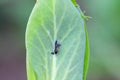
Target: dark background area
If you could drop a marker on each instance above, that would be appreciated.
(103, 29)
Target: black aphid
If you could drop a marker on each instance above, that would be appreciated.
(57, 46)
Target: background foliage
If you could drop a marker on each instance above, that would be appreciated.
(103, 30)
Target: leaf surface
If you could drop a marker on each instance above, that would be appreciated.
(53, 20)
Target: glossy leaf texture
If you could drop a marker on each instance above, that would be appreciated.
(53, 20)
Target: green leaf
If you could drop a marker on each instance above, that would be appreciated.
(53, 20)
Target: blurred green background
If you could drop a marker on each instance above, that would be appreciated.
(103, 29)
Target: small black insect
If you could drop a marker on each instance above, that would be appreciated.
(57, 46)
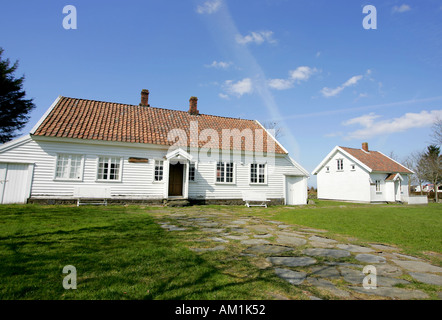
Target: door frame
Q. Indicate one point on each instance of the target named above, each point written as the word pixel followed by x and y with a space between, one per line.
pixel 183 168
pixel 303 180
pixel 181 156
pixel 28 184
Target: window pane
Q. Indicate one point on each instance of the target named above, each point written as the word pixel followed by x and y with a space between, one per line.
pixel 108 168
pixel 253 173
pixel 158 174
pixel 192 172
pixel 220 172
pixel 68 166
pixel 229 172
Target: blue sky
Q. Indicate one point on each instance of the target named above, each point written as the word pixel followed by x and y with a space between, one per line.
pixel 309 65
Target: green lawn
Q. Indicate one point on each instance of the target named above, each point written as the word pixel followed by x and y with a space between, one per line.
pixel 415 229
pixel 120 253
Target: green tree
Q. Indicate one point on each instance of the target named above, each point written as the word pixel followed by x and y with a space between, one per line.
pixel 14 108
pixel 431 163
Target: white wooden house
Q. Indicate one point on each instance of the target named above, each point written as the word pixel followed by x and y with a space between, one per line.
pixel 361 175
pixel 141 153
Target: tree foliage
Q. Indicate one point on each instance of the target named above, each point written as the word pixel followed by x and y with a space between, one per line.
pixel 437 132
pixel 14 108
pixel 431 166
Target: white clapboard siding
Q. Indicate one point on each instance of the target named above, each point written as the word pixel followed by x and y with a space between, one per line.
pixel 137 178
pixel 205 185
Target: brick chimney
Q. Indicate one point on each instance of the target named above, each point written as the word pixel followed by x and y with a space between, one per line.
pixel 365 146
pixel 193 106
pixel 144 98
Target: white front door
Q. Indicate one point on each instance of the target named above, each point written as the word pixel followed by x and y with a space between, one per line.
pixel 295 193
pixel 14 186
pixel 397 189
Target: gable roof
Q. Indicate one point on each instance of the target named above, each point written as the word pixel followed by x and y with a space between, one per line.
pixel 108 121
pixel 371 161
pixel 377 161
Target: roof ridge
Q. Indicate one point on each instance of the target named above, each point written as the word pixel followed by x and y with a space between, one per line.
pixel 160 108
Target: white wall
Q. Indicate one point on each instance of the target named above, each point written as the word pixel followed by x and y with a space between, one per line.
pixel 137 178
pixel 348 184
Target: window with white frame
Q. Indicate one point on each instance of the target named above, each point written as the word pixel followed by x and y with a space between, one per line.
pixel 340 163
pixel 159 170
pixel 109 169
pixel 192 169
pixel 69 167
pixel 378 185
pixel 258 173
pixel 224 172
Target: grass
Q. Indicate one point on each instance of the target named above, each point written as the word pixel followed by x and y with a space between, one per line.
pixel 121 253
pixel 415 229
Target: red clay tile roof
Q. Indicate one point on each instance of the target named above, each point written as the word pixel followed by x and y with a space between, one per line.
pixel 376 161
pixel 98 120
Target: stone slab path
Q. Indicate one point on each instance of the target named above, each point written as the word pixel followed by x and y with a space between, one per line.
pixel 306 257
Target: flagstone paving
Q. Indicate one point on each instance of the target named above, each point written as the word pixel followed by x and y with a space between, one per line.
pixel 306 257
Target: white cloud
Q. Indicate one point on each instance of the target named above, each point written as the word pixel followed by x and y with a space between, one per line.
pixel 402 8
pixel 239 88
pixel 375 128
pixel 223 96
pixel 256 37
pixel 302 73
pixel 219 64
pixel 280 84
pixel 330 92
pixel 365 120
pixel 209 7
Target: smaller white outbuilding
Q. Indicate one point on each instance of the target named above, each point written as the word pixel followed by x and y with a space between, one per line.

■ ■ ■

→ **Stated task**: Please copy all the records above word for word, leaving out the pictures.

→ **Full solution**:
Target: dark background area
If you could drop a marker on each instance above, that would be appreciated.
(103, 29)
Target: black aphid
If you could drop a marker on each instance above, that would be appreciated.
(57, 46)
Target: background foliage
If you could drop a marker on each instance above, that would be appreciated.
(103, 30)
Target: leaf surface
If you could drop a marker on each instance above, that would be appreciated.
(53, 20)
Target: glossy leaf texture
If you could drop a marker on each instance above, that would be appreciated.
(53, 20)
Target: green leaf
If you could drop a marker on each instance above, that would be appreciated.
(53, 20)
Target: blurred green background
If you could drop a marker on each instance above, that would be appreciated.
(103, 29)
Target: small black insect
If you could drop a marker on each instance above, that would be appreciated.
(57, 46)
Target: door frame
Q. Indicate one point on each instance of the target named above, each point written as the word pixel followed by x and y with a space between, one per line.
pixel 183 168
pixel 303 180
pixel 181 156
pixel 28 184
Target: window pane
Q. Indicate one point on each instance of the target named above, each point written as the word pixel followed by x and y with a space between, one per line.
pixel 108 168
pixel 253 173
pixel 158 174
pixel 192 172
pixel 220 172
pixel 68 166
pixel 229 172
Target: blue sky
Q. Indicate one point on each instance of the target named above, each point written as the word pixel followed by x and y with a space between, one per line.
pixel 309 65
Target: green lawn
Q. Indicate one point on each instance of the target named above, each point written as the word pixel followed by x and y with a space between, one per line.
pixel 415 229
pixel 120 253
Target: green tree
Q. Indicate one point on each instance of the target named above, each point written as the word pixel followed by x and y with a space between, one per line.
pixel 14 108
pixel 431 163
Target: white wooden house
Q. Indicate one point on each instance of the target named above, each point written as the word pixel followed by x and y with a space between, one per line.
pixel 361 175
pixel 141 153
Target: tree foliage
Q. Indicate one point on each instance of the target named above, each point written as the word pixel followed by x and y with a space between, one per line.
pixel 437 132
pixel 14 108
pixel 431 166
Target: white clapboard siding
Q. Indicate one point on each instance of the target named above, each point written as the word pixel followed by x and y with a space between, one per line.
pixel 137 178
pixel 205 185
Target: brick chimney
Q. Indicate one point on each instance of the target named above, each point written as the word pixel followed by x and y with a space between, one per line.
pixel 365 146
pixel 193 106
pixel 144 98
Target: white front door
Q. Indicate one point on each instance of the target named above, each point written as the word pixel followed by x and y with a space between, one per line.
pixel 295 193
pixel 14 186
pixel 397 189
Target: gable roof
Q. Indicate one point on each instance of the target named above, each point written as the word pixel followed by x and y with a space between, one per line.
pixel 108 121
pixel 371 161
pixel 377 161
Target: roof ridge
Q. Indicate one point on each instance of the target named above, each point written as the word pixel followed by x and y with a space between, one per line.
pixel 160 108
Target: white wall
Q. Indicate one point on each instance of the target named above, each point written as the word pixel followed by x and y with a space between, one per line.
pixel 137 178
pixel 348 184
Target: window with white frame
Q. Indicate one point on each instance of the target named above, each point written as the word pixel followed by x and y with a space between, one per line.
pixel 340 163
pixel 159 170
pixel 109 169
pixel 192 169
pixel 69 167
pixel 378 185
pixel 258 173
pixel 224 172
Target: grass
Q. Indicate one point on each instance of the target named above, each point written as the word pixel followed by x and y with a space between, one per line.
pixel 121 253
pixel 415 229
Target: red clay tile roof
Q. Indicate one point on each instance of the target named above, each point written as the word pixel followed by x and y with a space between, one per line.
pixel 376 161
pixel 98 120
Target: stone slab path
Q. Indicate one point on each instance of the target named above, each point written as the word pixel followed by x and y with a space between, one per line.
pixel 306 257
Target: flagstone paving
Q. Indicate one point on each instance of the target named above, each point written as the word pixel followed by x and y with a space between, one per line.
pixel 306 257
Target: white cloud
Q. Indicate one point on each instance of the target named above, each point written as the word pixel followed by x and y with a space between, one per line.
pixel 402 8
pixel 239 88
pixel 375 128
pixel 223 96
pixel 256 37
pixel 302 73
pixel 219 64
pixel 280 84
pixel 330 92
pixel 365 120
pixel 209 7
Target: smaller white outbuilding
Q. Indicate one point on each instance of the target named above, each point written as the word pixel followed by x and y with a space between, one per line.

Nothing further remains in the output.